-- start --

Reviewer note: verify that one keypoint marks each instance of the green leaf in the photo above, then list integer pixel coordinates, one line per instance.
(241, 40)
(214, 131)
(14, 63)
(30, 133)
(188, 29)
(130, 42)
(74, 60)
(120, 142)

-- end --

= Exercise aim =
Copy every one of the lines above word for word, keeping their order.

= Response to this task =
Reviewer note: verify that one keypoint marks each instance of the green leaf in the photo above, then list integer pixel coordinates, one line per instance.
(241, 40)
(214, 131)
(14, 63)
(30, 133)
(188, 29)
(130, 42)
(74, 60)
(120, 142)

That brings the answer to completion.